Exercise goal: Give back the entries in full, exactly as they are written.

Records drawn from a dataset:
··········

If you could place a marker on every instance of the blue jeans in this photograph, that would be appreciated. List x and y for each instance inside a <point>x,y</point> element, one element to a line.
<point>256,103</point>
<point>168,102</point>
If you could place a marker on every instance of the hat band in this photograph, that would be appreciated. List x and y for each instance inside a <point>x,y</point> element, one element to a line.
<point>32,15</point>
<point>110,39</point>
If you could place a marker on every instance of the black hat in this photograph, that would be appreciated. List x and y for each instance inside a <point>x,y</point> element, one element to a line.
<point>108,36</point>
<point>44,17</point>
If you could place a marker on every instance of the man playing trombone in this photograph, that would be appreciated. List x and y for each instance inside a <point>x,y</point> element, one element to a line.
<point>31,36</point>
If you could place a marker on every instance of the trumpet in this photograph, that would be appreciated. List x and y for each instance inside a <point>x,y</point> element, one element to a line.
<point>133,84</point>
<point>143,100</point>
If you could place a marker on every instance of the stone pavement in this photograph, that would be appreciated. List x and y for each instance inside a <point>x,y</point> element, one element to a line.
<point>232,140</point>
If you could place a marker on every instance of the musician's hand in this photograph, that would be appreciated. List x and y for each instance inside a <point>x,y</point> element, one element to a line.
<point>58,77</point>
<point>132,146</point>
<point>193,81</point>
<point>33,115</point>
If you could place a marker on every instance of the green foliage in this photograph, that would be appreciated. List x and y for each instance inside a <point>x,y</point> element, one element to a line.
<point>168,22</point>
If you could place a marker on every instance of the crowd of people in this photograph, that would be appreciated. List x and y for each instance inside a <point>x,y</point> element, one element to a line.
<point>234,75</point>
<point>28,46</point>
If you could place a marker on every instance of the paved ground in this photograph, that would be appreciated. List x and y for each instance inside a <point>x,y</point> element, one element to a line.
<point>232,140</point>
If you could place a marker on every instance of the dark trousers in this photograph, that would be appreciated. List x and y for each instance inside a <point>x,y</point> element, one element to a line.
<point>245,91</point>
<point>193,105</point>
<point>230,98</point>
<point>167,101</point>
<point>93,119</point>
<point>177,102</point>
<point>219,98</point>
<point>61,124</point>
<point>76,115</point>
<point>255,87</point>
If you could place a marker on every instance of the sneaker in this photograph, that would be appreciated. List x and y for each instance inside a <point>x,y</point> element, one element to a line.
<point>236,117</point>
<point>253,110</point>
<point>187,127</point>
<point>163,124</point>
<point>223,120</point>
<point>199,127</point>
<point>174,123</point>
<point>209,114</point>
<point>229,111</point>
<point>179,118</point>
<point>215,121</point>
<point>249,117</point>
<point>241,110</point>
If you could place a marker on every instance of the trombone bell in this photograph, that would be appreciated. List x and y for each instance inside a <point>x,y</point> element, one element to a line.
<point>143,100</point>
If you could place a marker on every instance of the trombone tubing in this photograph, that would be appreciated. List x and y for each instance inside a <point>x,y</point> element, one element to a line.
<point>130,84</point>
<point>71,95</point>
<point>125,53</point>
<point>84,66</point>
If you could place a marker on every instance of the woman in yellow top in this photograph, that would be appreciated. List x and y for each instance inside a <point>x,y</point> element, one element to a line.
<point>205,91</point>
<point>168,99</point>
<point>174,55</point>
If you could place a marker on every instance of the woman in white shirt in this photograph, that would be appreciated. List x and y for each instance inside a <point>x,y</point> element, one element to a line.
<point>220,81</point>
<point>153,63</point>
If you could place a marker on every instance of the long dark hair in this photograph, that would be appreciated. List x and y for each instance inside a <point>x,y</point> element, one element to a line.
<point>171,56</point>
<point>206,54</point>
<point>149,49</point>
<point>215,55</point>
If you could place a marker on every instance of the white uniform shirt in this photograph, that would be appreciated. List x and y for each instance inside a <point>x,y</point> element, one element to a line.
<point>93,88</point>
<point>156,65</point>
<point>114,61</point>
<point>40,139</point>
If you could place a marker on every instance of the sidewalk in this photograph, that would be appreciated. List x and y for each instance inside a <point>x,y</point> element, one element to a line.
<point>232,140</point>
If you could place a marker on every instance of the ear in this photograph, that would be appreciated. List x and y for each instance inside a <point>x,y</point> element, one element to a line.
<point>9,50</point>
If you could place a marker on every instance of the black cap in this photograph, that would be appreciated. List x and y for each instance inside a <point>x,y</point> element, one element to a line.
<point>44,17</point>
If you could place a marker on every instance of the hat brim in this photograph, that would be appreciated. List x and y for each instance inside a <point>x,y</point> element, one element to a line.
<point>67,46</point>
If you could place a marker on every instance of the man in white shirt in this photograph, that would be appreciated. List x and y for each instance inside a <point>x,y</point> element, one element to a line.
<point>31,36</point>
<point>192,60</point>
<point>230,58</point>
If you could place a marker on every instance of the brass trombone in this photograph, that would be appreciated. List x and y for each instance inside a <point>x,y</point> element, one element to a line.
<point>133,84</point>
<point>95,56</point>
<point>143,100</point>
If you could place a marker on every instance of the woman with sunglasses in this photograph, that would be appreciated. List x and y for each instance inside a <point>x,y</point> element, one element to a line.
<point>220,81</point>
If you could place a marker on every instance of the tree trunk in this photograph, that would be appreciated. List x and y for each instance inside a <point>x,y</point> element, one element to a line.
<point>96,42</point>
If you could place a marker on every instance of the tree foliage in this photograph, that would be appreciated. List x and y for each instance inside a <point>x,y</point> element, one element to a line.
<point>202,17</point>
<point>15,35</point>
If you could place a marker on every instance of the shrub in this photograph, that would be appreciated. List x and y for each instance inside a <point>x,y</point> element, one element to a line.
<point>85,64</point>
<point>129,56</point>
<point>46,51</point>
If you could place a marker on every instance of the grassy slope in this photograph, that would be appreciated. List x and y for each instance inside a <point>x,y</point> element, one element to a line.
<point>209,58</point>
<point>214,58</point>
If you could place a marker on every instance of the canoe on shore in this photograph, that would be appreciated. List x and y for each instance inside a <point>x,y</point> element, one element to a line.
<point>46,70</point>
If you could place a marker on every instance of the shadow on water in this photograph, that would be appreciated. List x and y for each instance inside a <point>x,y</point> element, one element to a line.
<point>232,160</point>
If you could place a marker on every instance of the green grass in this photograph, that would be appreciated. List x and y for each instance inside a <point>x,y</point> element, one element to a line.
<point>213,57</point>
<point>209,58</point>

··········

Task answer:
If you could place a marker on every instance of the blue jeans in this photograph, that would be appreciated. List x and y for each instance inside a <point>x,y</point> element, one element to a line.
<point>256,103</point>
<point>168,102</point>
If you could place a marker on every instance of the hat band in this photograph, that would be appreciated. List x and y for each instance inside a <point>x,y</point> element, one element to a line.
<point>32,15</point>
<point>110,39</point>
If you could place a marker on every instance of the black hat in this photograph, that would be appreciated. List x and y for each instance inside a <point>x,y</point> element, one element to a line.
<point>108,36</point>
<point>44,17</point>
If you could place a marker on every instance of the man playing trombone in this photograph, that would be appreciated. List x and y for each instance inside a <point>x,y</point> element, one element to a line.
<point>31,36</point>
If you could place a marker on every instance of the trumpet in this photograph, that would be appreciated. List x and y for each instance inside a <point>x,y</point> element, one element to a line.
<point>133,84</point>
<point>143,100</point>
If you could place a marker on every instance of the stone pavement in this photograph, that would be appreciated. List x and y for each instance inside a <point>x,y</point> element, one element to a line.
<point>232,140</point>
If you could place a marker on every instance of the musician's hand in this photograph, that would be appreciated. List x and y for each instance inside a <point>x,y</point> element, one element to a line.
<point>58,77</point>
<point>132,146</point>
<point>193,81</point>
<point>33,115</point>
If you could place a marker on every instance of the green foliage in this photograph, that would be appreciated. List x and y for each instance inside a <point>x,y</point> element, one element to a line.
<point>168,22</point>
If you could place a marker on every instance of the crowd of people in this photograph, that would be appreciated. List x and y for each instance inside a <point>x,y</point> element, one element to a line.
<point>234,75</point>
<point>28,46</point>
If you could place a marker on every instance of the paved ground in this photograph, that would be appreciated. List x and y for each instance inside a <point>x,y</point> element, one element to a line.
<point>232,140</point>
If you could place a marker on every instance of the dark trousers in this photograph, that would be appreciated. List x and y for each instance inside a <point>x,y</point> element, one element to a line.
<point>245,91</point>
<point>193,105</point>
<point>230,98</point>
<point>167,101</point>
<point>93,119</point>
<point>177,102</point>
<point>219,98</point>
<point>61,124</point>
<point>76,115</point>
<point>255,87</point>
If you could place a marker on every instance of the sneaker in this photograph, that would be appreciated. List x and y for each instance inside a <point>x,y</point> element, one element to a line.
<point>236,117</point>
<point>253,110</point>
<point>187,127</point>
<point>163,124</point>
<point>223,120</point>
<point>199,127</point>
<point>174,123</point>
<point>209,114</point>
<point>229,111</point>
<point>179,118</point>
<point>215,121</point>
<point>249,117</point>
<point>241,110</point>
If you could place a marker on every instance of the trombone bell in this photograph, that would be appreciated. List x and y for each instance inside a <point>x,y</point> element, one element to a line.
<point>143,100</point>
If you could place a marker on every instance of the trombone tubing in this photograph, that would be appreciated. List x and y for each instance inside a <point>x,y</point> element, one element to a line.
<point>130,84</point>
<point>71,95</point>
<point>125,53</point>
<point>84,66</point>
If you could place a marker on every instance of the woman in yellow top in this photograph, that would be appreciated. List x and y for each instance inside a <point>x,y</point> element, one element to a line.
<point>205,91</point>
<point>168,99</point>
<point>174,55</point>
If you could place a marker on every instance of the woman in white shirt in this photograph, that would be appreciated. List x and y for each instance inside a <point>x,y</point> element, one element to a line.
<point>220,81</point>
<point>153,63</point>
If you could place a marker on every instance of the long dark hair in this photograph, that would be appreciated. List x and y for each instance inside a <point>x,y</point> element, one element to a line.
<point>171,56</point>
<point>206,54</point>
<point>149,49</point>
<point>215,55</point>
If you could place a marker on every instance of the white uniform shirt in this photograph, that would be appreciated. List x and y for each instance inside a <point>x,y</point> element, one element to a line.
<point>93,88</point>
<point>156,65</point>
<point>114,61</point>
<point>40,139</point>
If you could place a marker on every instance of the sidewalk in this photograph, that would be appreciated. List x and y for each instance inside a <point>x,y</point> element, one element to a line.
<point>232,140</point>
If you could place a marker on every instance of the ear in this photograph, that would be appreciated. List x and y for each instance inside a <point>x,y</point> element, one element to a line.
<point>9,50</point>
If you could place a marker on every instance of the black cap in this photograph, that would be appreciated. List x and y for each instance inside a <point>x,y</point> element, one element to a line.
<point>44,17</point>
If you could place a marker on every instance of the hat brim in this photograph, that would be appreciated. List x and y for each instance inside a <point>x,y</point> element, one element to a line.
<point>67,46</point>
If you could place a marker on every instance of the man in white shirt in this photograph, that would be appreciated. List x and y for each instance inside a <point>x,y</point> element, one element to a line.
<point>31,36</point>
<point>192,60</point>
<point>230,58</point>
If you could place a marker on every instance of the brass trombone in this photograph, that would be appreciated. List x and y for each instance inside a <point>x,y</point> element, one element to a line.
<point>133,84</point>
<point>95,56</point>
<point>143,100</point>
If you could place a marker on every instance of the woman with sunglasses in this photograph, that would be appreciated. List x and y for each instance inside a <point>x,y</point> element, one element to a line.
<point>220,81</point>
If you could place a marker on every instance of the tree trunk in this photograph, that would be appreciated. List x and y for each instance inside a <point>x,y</point> element, one element to a line.
<point>96,42</point>
If you could place a marker on every instance of the tree foliage in this photograph, that would be appreciated. List x and y for each instance inside a <point>x,y</point> element, one element to a line.
<point>202,17</point>
<point>15,35</point>
If you could place a marker on every instance of the shrub in this photograph, that would be appreciated. List x and y for each instance inside a <point>x,y</point> element, one element to a line.
<point>85,64</point>
<point>129,56</point>
<point>46,51</point>
If you could place a marker on every instance of the grassy slope in this photograph, that would be appreciated. List x and y for each instance inside a <point>x,y</point> element, one element to a line.
<point>209,58</point>
<point>214,58</point>
If you could place a marker on every instance of the canoe on shore in this photograph, that would be appreciated. List x and y for each instance inside a <point>x,y</point> element, one element to a line.
<point>46,70</point>
If you could place a marker on every instance of the shadow on water in this photograph, that would be appreciated. List x and y for each instance inside a <point>x,y</point> element, one element to a line.
<point>232,160</point>
If you could place a marker on every instance of the green grass in this photograph, that would be appreciated. List x and y for each instance inside a <point>x,y</point> element, one element to a line.
<point>213,57</point>
<point>209,58</point>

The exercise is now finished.